EXERCISE 1
Copy out every line of the entries below, requests included. Multiply each coordinate in the answers by 0.55 and round to whole numbers, halves up, leaving the numbers in the requests and their format samples as they are.

--- Start of TEXT EXCERPT ---

# Battery choice for Geekvape Aegis



## Drowner (15/1/18)

Hi,

Fishing for opinions/advice on the use of 26650/20700/21700 battery with my Aegis instead of the 18650 with sleeve that I am using at present.

If the 2*700 is a no-brainer, then advice on preferred model and where to source the required cap will be appreciated.

Many thanks, Drowner.


----------



## Stosta (16/1/18)

Hi @Drowner 

I've never had to shop these batteries so don't really know myself.

A quick search and it looks as though this would be the best option?

https://www.vapeking.co.za/ijoy-21700-3750mah-40a-high-drain-battery-1pc.html

3750mAh and a 40A (supposedly) CDR.

Reactions: Like 1


----------



## Baker (17/1/18)

The best battery to use by far would be the Ijoy 26650 or the Golisi 26650. The Golisi comes with the mod in some packages but i haven't seen it available for sale on it's own in SA. The Ijoy I've seen available from a few suppliers here, I can't remember all of them but I bought mine from Vape Club.

Both are 4500mah. I have two of each and each one gives me almost as much battery life as my dual 18650 mods using dual 3000mah batteries.

Reactions: Like 2 | Agree 3


----------



## Asterix (17/1/18)

I agree with @Baker . Running my Aegis with the supplied Golisi 26650 and bought an Ijoy to go with it. One goes on charge every night. I keep a 18650 with the adapter for emergencies but haven’t come close to having to use it, and this is my all day mod.

Reactions: Like 3


----------

--- End of TEXT EXCERPT ---

EXERCISE 2
Using the forum thread on Aegis batteries, decide whether each statement agrees with it: (a) Baker gives both the Ijoy 26650 and the Golisi 26650 a capacity of 4500mah; (b) Stosta has shopped for these batteries before; (c) Asterix has needed to use the spare 18650 with the adapter.

--- Start of THE DATA ---

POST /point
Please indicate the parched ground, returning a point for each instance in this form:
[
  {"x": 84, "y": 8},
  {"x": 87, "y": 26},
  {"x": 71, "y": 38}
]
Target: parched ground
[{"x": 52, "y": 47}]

--- End of THE DATA ---

RESPONSE 1
POST /point
Please indicate the parched ground, returning a point for each instance in this form:
[
  {"x": 84, "y": 8},
  {"x": 87, "y": 26},
  {"x": 71, "y": 38}
]
Target: parched ground
[{"x": 29, "y": 26}]

RESPONSE 2
(a) Yes: "Both are 4500mah."
(b) No: "I've never had to shop these batteries so don't really know myself."
(c) No: "I keep a 18650 with the adapter for emergencies but haven’t come close to having to use it"